> **Supplied passage**:
Data includes specious responses.
We picked out these confirmation pages and noted the number
of hits they received, which was small compared with the
number of hits on the initial page. Regrettably, Webalizer
does not record the number of unique visits for all URLs,
so we could seldom obtain the number of unique visits to
the more popular entry pages. Instead, we estimated the
number of unique visits to each site’s confirmation page by
taking the number of hits, and assuming the same fraction
of visits to hits that we saw for the entry page.
Unfortunately, from the point of view of collecting good
data, in many cases the site statistics presented difficulties:
we could only obtain one reading before the site was removed,
it could be unclear which were the confirmation
pages, or the Webalizer values were not fetched until several
days after the site went live. For these reasons, we were
only able to obtain usable day-by-day statistics from twenty
sites. An average of these results is given in Figure 5.
We estimate that 21 unique users reach the confirmation
page on the same day that the phish is reported. On the next
day, another 15 responses are expected. A wide fluctuation
in the average daily responses then occurs, from 5 responses
on the second day after reporting to 25 responses on the
third. This is doubtless due to the wide variation in the
overall number of responses each site receives.
Somewhat surprisingly, for many sites the user responses
sustain a fairly high level until the site is removed. We cannot
say whether this is caused by ongoing spamming activity,
or by users catching up with email backlogs in their in-boxes.
This ongoing activity was demonstrated to an extreme by
the usage statistics for a PayPal phishing site loaded onto a
web page for the Niger Water Basin Authority. This site remained
alive into March 2007 and received a steady stream
of phishing responses over a month and a half, so the failure
to take it down more quickly caused ongoing problems.
Thus it does appear that take-down, even when it is slow, is
always going to have some positive effects.
We also observed noticeable variation in the number of
responses received. One site (excluded from the average
presented in Figure 5 because of missing data) drew over
500 responses in one day. Hence a small number of sites may
draw significantly larger numbers, so the data presented here
should be viewed as a conservative estimate.
But how accurate is the confirmation rate as a measure
of successful attack? Just because the confirmation page
is visited, this does not necessarily mean that every hit
corresponds to a theft of personal details. To arrive at a
more accurate success rate, we have also gathered 414 user
responses with personal information published on phishing
sites in what the attacker believed to be an obscure location.
We examined each response by hand to determine whether
the responses appeared plausible. Many responses were obviously
fake, with names and addresses like ‘Die Spammer’
and ‘123 Do you think I am Stupid Street’. In fact, the responses
were evenly split: 214 responses were obviously fake,
while 200 appeared real. Hence, albeit from a small sample,
we can estimate that half the responses to a phishing site
represent actual theft of details.
So how does this user-response data relate to the phishing
site lifetimes we described in Section 5.1? Of the sites we
sampled, we might expect around 18 victims per site if they
are removed within one day of reporting, and rising by 8
victims for each successive day. This is a substantial number,
and it is unclear whether the phishing targets can act
sufficiently quickly to reduce it by very much.

> **Dataset extract**:
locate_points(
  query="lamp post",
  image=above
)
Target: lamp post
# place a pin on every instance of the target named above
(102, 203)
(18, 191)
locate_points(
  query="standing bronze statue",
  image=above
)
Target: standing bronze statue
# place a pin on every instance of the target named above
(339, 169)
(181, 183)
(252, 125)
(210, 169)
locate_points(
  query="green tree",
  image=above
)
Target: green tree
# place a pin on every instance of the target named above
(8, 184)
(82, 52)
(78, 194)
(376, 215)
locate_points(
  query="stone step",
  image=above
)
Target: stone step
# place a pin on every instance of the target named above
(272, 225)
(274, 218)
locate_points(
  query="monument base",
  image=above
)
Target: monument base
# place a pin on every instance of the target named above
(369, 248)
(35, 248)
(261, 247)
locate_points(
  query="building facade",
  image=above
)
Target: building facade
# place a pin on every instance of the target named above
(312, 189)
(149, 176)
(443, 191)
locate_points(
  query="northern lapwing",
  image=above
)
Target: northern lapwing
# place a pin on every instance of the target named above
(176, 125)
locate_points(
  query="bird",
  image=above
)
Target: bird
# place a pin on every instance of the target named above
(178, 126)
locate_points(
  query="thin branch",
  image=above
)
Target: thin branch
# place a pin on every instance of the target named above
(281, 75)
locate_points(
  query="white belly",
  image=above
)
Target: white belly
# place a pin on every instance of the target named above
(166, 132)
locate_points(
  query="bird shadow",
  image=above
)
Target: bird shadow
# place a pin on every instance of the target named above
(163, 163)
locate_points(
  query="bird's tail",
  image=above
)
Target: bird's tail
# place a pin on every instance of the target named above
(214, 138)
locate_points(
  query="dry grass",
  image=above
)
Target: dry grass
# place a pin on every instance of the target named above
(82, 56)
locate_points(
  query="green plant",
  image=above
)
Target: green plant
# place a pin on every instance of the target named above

> **Brief A**: Do these statements agree with the phishing passage? Answer yes or no for each, quoting the words that decide it: (i) Webalizer records the number of unique visits for all URLs. (ii) Usable day-by-day statistics came from twenty sites. (iii) Of the 414 responses examined, 214 appeared real.
> **Brief B**: Return every line of the records that contains the string "lapwing". Case counts.
The phishing passage and the records are unrelated to each other.

> **Exercise response A**:
(i) No: "Webalizer does not record the number of unique visits for all URLs"
(ii) Yes: "we were only able to obtain usable day-by-day statistics from twenty sites"
(iii) No: "214 responses were obviously fake, while 200 appeared real"

> **Exercise response B**:
  query="northern lapwing",
Target: northern lapwing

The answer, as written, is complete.